Stored records:
- - - - -

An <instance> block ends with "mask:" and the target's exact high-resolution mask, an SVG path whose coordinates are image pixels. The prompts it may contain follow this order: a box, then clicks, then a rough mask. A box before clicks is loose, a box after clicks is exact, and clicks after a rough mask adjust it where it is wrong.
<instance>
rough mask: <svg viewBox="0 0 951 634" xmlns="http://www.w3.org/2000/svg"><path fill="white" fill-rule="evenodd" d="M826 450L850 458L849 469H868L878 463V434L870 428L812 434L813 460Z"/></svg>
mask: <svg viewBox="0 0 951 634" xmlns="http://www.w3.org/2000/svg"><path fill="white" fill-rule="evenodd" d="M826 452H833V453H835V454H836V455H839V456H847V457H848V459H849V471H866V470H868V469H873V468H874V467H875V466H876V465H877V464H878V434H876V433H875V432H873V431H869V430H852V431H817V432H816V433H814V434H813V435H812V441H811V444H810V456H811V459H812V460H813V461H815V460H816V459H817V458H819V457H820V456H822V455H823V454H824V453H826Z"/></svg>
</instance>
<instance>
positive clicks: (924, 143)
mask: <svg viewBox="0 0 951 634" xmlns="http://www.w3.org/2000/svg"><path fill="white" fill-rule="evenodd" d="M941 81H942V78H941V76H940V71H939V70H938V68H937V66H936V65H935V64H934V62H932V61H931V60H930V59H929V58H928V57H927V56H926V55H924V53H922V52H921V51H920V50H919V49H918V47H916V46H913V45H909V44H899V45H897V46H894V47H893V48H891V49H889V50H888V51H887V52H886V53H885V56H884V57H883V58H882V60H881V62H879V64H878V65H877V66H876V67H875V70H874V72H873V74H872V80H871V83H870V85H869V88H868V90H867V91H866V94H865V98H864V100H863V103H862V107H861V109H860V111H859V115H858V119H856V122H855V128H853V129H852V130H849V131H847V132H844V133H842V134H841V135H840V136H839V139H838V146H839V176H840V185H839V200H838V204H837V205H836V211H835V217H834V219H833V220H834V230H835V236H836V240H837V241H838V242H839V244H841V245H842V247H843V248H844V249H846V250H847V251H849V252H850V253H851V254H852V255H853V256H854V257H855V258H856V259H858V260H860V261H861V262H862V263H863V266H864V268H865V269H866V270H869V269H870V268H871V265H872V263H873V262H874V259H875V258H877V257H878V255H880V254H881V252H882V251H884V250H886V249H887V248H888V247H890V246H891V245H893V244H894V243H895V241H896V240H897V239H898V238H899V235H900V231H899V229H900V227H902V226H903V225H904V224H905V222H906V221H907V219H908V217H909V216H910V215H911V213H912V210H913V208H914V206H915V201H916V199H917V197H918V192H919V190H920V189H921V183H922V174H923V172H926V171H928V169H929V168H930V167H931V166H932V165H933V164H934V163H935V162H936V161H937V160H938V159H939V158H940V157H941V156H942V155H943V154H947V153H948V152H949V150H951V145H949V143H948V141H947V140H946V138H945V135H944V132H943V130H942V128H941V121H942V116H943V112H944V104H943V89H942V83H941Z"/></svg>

- - - - -

> **EXERCISE BRIEF**: Transcribe all of the lines in the records precisely.

> **EXERCISE SOLUTION**:
An <instance> block ends with "mask:" and the target's exact high-resolution mask, an SVG path whose coordinates are image pixels. The prompts it may contain follow this order: a box, then clicks, then a rough mask. A box before clicks is loose, a box after clicks is exact, and clicks after a rough mask adjust it where it is wrong.
<instance>
rough mask: <svg viewBox="0 0 951 634" xmlns="http://www.w3.org/2000/svg"><path fill="white" fill-rule="evenodd" d="M826 450L850 458L849 469H868L878 463V434L870 428L812 434L813 460Z"/></svg>
mask: <svg viewBox="0 0 951 634" xmlns="http://www.w3.org/2000/svg"><path fill="white" fill-rule="evenodd" d="M826 452H833V453H835V454H836V455H839V456H847V457H848V459H849V471H866V470H868V469H873V468H874V467H875V466H876V465H877V464H878V434H876V433H875V432H873V431H869V430H852V431H817V432H816V433H814V434H813V435H812V441H811V444H810V456H811V459H812V460H813V461H815V460H816V459H817V458H819V457H820V456H822V455H823V454H824V453H826Z"/></svg>
</instance>
<instance>
positive clicks: (924, 143)
mask: <svg viewBox="0 0 951 634" xmlns="http://www.w3.org/2000/svg"><path fill="white" fill-rule="evenodd" d="M941 81H942V78H941V76H940V71H939V70H938V68H937V66H936V65H935V64H934V62H932V61H931V60H930V59H929V58H928V57H927V56H926V55H924V53H922V52H921V51H920V50H919V49H918V47H916V46H913V45H909V44H899V45H897V46H894V47H893V48H891V49H889V50H888V51H887V52H886V53H885V56H884V57H883V58H882V60H881V62H879V64H878V65H877V66H876V67H875V70H874V72H873V74H872V80H871V83H870V85H869V88H868V90H867V91H866V94H865V98H864V100H863V103H862V107H861V109H860V111H859V115H858V119H856V122H855V128H853V129H852V130H849V131H847V132H844V133H842V134H841V135H840V136H839V139H838V146H839V176H840V185H839V200H838V204H837V205H836V211H835V217H834V219H833V220H834V230H835V236H836V240H837V241H838V242H839V244H841V245H842V247H843V248H844V249H846V250H847V251H849V252H850V253H851V254H852V255H853V256H854V257H855V258H856V259H858V260H860V261H861V262H862V263H863V266H864V268H865V269H866V270H869V269H870V268H871V265H872V263H873V262H874V259H875V258H877V257H878V255H880V254H881V252H882V251H884V250H886V249H887V248H888V247H890V246H891V245H893V244H894V243H895V241H896V240H897V239H898V238H899V235H900V231H899V229H900V227H902V226H903V225H904V224H905V222H906V221H907V219H908V217H909V216H910V215H911V213H912V210H913V208H914V206H915V201H916V199H917V197H918V192H919V190H920V189H921V183H922V174H923V172H926V171H928V169H929V168H930V167H931V166H932V165H933V164H934V163H935V162H936V161H937V160H938V159H939V158H940V157H941V156H942V155H943V154H947V153H948V152H949V150H951V145H949V143H948V141H947V140H946V138H945V135H944V132H943V130H942V128H941V121H942V116H943V112H944V104H943V89H942V83H941Z"/></svg>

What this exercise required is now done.